▸ GIVEN EXERCISE
Reproduce the listing below in full and without alteration, apart from its pictures.

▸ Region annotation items

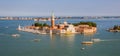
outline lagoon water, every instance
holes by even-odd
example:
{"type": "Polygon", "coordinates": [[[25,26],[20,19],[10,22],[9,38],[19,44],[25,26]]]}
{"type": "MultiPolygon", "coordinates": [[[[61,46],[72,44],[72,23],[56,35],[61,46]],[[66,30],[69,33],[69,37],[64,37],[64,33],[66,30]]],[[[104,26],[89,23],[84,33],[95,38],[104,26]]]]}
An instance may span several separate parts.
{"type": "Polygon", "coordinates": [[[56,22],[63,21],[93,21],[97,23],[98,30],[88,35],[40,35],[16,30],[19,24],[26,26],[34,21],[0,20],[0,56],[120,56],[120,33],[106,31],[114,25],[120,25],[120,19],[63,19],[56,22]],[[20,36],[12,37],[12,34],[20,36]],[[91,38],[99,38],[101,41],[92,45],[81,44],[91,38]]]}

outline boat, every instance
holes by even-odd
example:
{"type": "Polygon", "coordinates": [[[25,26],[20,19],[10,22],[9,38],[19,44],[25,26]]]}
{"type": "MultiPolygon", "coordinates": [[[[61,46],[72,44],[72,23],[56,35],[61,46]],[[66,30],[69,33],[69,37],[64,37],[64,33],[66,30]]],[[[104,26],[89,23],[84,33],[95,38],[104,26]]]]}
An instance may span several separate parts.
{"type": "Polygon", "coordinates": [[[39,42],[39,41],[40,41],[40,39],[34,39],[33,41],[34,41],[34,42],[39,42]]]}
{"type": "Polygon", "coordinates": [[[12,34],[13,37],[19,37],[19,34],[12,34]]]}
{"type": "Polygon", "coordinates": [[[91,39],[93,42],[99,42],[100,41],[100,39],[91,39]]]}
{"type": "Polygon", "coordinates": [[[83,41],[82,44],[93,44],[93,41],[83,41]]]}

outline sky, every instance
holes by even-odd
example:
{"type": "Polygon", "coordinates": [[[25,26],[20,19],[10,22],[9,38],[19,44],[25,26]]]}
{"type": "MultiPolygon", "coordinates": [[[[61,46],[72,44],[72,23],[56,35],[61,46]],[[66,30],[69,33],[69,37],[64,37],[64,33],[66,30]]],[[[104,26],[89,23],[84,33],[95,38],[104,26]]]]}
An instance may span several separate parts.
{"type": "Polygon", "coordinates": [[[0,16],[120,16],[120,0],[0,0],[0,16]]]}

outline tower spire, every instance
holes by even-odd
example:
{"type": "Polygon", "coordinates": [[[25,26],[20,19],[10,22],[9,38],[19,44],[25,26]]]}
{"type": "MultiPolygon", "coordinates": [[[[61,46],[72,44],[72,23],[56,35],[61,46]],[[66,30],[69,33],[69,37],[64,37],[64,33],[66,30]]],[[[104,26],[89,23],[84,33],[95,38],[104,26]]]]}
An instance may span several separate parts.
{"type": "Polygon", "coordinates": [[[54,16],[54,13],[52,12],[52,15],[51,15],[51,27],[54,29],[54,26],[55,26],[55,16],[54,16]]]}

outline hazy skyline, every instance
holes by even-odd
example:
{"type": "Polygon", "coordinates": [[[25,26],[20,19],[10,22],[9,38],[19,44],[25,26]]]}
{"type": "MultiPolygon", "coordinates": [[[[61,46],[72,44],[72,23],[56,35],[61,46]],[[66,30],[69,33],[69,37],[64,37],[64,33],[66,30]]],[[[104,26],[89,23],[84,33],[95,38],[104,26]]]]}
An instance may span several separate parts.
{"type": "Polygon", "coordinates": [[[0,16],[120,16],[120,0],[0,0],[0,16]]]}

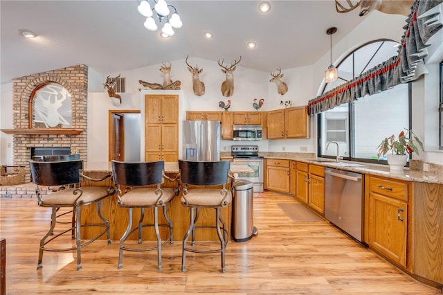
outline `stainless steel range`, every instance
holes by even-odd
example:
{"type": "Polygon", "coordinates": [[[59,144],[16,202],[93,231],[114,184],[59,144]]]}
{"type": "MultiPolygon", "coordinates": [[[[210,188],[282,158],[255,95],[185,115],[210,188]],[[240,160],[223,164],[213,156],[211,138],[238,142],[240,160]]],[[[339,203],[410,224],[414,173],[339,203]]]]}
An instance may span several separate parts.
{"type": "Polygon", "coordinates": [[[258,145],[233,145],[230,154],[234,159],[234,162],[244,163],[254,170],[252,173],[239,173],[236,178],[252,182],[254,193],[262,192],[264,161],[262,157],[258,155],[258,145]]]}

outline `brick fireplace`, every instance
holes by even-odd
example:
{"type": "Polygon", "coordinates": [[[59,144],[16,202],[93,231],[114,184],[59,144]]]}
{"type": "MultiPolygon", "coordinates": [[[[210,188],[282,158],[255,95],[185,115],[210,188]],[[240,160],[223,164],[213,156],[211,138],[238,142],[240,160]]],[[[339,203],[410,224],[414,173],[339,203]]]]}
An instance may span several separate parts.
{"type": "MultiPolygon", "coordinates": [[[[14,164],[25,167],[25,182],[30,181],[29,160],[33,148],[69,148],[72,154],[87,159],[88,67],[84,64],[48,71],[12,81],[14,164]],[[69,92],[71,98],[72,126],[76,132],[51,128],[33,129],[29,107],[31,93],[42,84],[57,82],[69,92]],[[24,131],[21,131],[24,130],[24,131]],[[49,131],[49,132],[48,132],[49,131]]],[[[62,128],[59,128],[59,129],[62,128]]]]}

▸ OUTPUT OF THE TASK
outline lagoon water, every instance
holes by even-odd
example:
{"type": "Polygon", "coordinates": [[[25,26],[20,19],[10,22],[9,38],[19,44],[25,26]]]}
{"type": "MultiPolygon", "coordinates": [[[[61,46],[72,44],[72,23],[56,35],[61,46]],[[66,30],[69,33],[69,37],[64,37],[64,33],[66,30]]],[[[104,26],[89,23],[84,33],[95,38],[104,26]]]]}
An instance may span several separate parts.
{"type": "Polygon", "coordinates": [[[56,22],[63,21],[93,21],[97,23],[98,30],[88,35],[40,35],[16,30],[19,24],[26,26],[34,21],[0,20],[0,56],[120,56],[120,33],[106,31],[114,25],[120,25],[120,19],[63,19],[56,22]],[[20,36],[12,37],[12,34],[20,36]],[[91,38],[99,38],[101,41],[92,45],[81,44],[91,38]]]}

outline boat, every instance
holes by even-odd
example:
{"type": "Polygon", "coordinates": [[[25,26],[20,19],[10,22],[9,38],[19,44],[25,26]]]}
{"type": "MultiPolygon", "coordinates": [[[[61,46],[72,44],[72,23],[56,35],[61,46]],[[66,30],[69,33],[69,37],[64,37],[64,33],[66,30]]],[[[104,26],[89,23],[84,33],[95,38],[104,26]]]]}
An instance may span several separate parts.
{"type": "Polygon", "coordinates": [[[39,42],[39,41],[40,41],[40,39],[34,39],[33,41],[34,41],[34,42],[39,42]]]}
{"type": "Polygon", "coordinates": [[[12,34],[13,37],[19,37],[19,34],[12,34]]]}
{"type": "Polygon", "coordinates": [[[91,39],[93,42],[99,42],[100,41],[100,39],[91,39]]]}
{"type": "Polygon", "coordinates": [[[83,41],[82,44],[93,44],[93,41],[83,41]]]}

outline sky, every instance
holes by even-odd
example:
{"type": "Polygon", "coordinates": [[[25,26],[20,19],[10,22],[9,38],[19,44],[25,26]]]}
{"type": "MultiPolygon", "coordinates": [[[[61,46],[72,44],[72,23],[56,35],[61,46]],[[66,30],[69,33],[69,37],[64,37],[64,33],[66,30]]],[[[104,26],[89,23],[84,33],[95,38],[104,26]]]]}
An instance may span several separate parts.
{"type": "Polygon", "coordinates": [[[0,16],[120,16],[120,0],[0,0],[0,16]]]}

outline tower spire, every instance
holes by even-odd
example:
{"type": "Polygon", "coordinates": [[[25,26],[20,19],[10,22],[9,38],[19,44],[25,26]]]}
{"type": "MultiPolygon", "coordinates": [[[[61,46],[72,44],[72,23],[56,35],[61,46]],[[66,30],[69,33],[69,37],[64,37],[64,33],[66,30]]],[[[104,26],[89,23],[84,33],[95,38],[104,26]]]]}
An instance may span several separate parts.
{"type": "Polygon", "coordinates": [[[54,16],[54,13],[52,12],[52,15],[51,15],[51,27],[54,29],[54,26],[55,26],[55,16],[54,16]]]}

outline hazy skyline, every instance
holes by even-odd
example:
{"type": "Polygon", "coordinates": [[[25,26],[20,19],[10,22],[9,38],[19,44],[25,26]]]}
{"type": "MultiPolygon", "coordinates": [[[[61,46],[72,44],[72,23],[56,35],[61,46]],[[66,30],[69,33],[69,37],[64,37],[64,33],[66,30]]],[[[104,26],[89,23],[84,33],[95,38],[104,26]]]]}
An instance may span several separate parts.
{"type": "Polygon", "coordinates": [[[0,16],[120,16],[120,0],[0,0],[0,16]]]}

outline `stainless steel range`, every instance
holes by even-odd
example:
{"type": "Polygon", "coordinates": [[[59,144],[16,202],[93,231],[114,184],[59,144]]]}
{"type": "MultiPolygon", "coordinates": [[[[210,188],[282,158],[255,95],[185,115],[210,188]],[[240,160],[223,164],[213,156],[211,138],[238,142],[240,160]]],[[[339,203],[410,224],[414,173],[339,203]]]]}
An instance may span several separate parts.
{"type": "Polygon", "coordinates": [[[258,145],[233,145],[230,154],[234,159],[234,162],[244,163],[254,170],[252,173],[239,173],[236,178],[252,182],[254,193],[262,192],[264,161],[262,157],[258,155],[258,145]]]}

outline `brick fireplace`, every instance
holes by even-odd
example:
{"type": "Polygon", "coordinates": [[[59,144],[16,202],[93,231],[114,184],[59,144]]]}
{"type": "MultiPolygon", "coordinates": [[[[210,188],[282,158],[255,95],[185,115],[210,188]],[[240,160],[223,164],[213,156],[211,138],[238,142],[240,160]]],[[[339,203],[410,224],[414,173],[339,203]]]]}
An instance may span several separate parts.
{"type": "MultiPolygon", "coordinates": [[[[14,164],[25,167],[25,182],[30,181],[29,160],[33,148],[69,148],[72,154],[87,159],[88,67],[84,64],[48,71],[12,81],[14,164]],[[69,92],[71,98],[72,126],[76,132],[51,128],[33,129],[29,107],[31,93],[42,84],[57,82],[69,92]],[[24,131],[21,131],[24,130],[24,131]],[[49,131],[49,132],[48,132],[49,131]]],[[[62,128],[59,128],[59,129],[62,128]]]]}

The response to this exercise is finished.